**Problem set:**
1: In the budget wishlist text, what share of payments in the country does the Oxigen Services chairman say are still made in cash?
2: From the records, echo the part that opens with the line containing "Q: Point to the black" and runs through the end of the records, both ends included.

**Text provided:**
Wishlist of the industry stalwarts from the Union Budget 2016

NNIT

Rahul Patwardhan, CEO, NIIT Ltd: “Online education is a fast growing global growth arena, both in formal education and vocational training. We hope that the government will introduce measures to ensure a level playing field for the highly regulated Indian online education and training companies against the much larger funded global players who are entering the Indian market aggressively, in an unregulated manner as far as Indian taxation regime is concerned.
Further, we hope that the Finance Minister will announce specific measures in the Union Budget to help make education and skilling more affordable to the masses. Skill India and Digital India are two key and highly ambitious initiatives of Government of India, and in the forthcoming budget we expect specific indirect tax rebates for the companies and its partners who are working towards making these initiatives a success.”

Pramod Saxena 1

Pramod Saxena, Chairman & MD, Oxigen Services:  “With the upcoming budget announcement for the year, we feel that the FM should consider incentives for digital payments like direct subsidy credits similar to carbon credits since 95% of payments in the country are still in cash. The FM should also focus more on according “infrastructure status” to digital payments network in rural areas for financial inclusion and payments. We expect that FM should also consider allocation of budget for promotion of financial literacy in rural areas.  PPI’s should be allowed to offer cash out services to expand the reach of financial inclusion”.

manish

Manish Sharma- Managing Director Panasonic India & South Asia, President CEAMA, Panasonic:  “The government has to relook at Foreign Trade Agreements (FTAs) and explore ways for re-negotiating product specific rules and regulations that mandate manufacture of critical components. This will enable cost parity for Indian manufacturers against imported consumer durables, and will promote domestic manufacturing. An incentive scheme should be introduced to encourage manufacturers to produce high Energy Efficiency Rating (EER) products. This could involve providing benefits either on input/procurement side, or levying concessional rate of duty on manufactured products based on their EER.  Also, the much anticipated GST to be rolled out this time should have rates that are reasonable and in line with rates prevalent in other Asian countries (varying from 6% in Malaysia to 17% in China).”

Stored data:
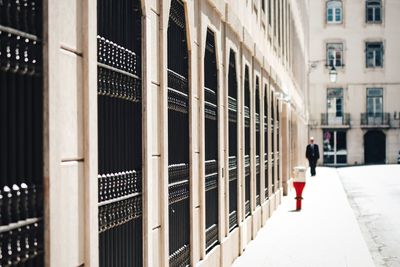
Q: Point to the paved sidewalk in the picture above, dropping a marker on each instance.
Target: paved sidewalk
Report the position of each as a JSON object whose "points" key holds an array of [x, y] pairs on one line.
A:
{"points": [[324, 233]]}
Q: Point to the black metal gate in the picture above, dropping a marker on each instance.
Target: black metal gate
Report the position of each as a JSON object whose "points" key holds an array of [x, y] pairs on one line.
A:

**Outputs:**
1: 95%

2:
Q: Point to the black metal gate in the picture above, dropping a marker on each instance.
Target: black metal gate
Report the position of each as a JSON object whose "points" key holds an array of [x, y] pairs on one line.
A:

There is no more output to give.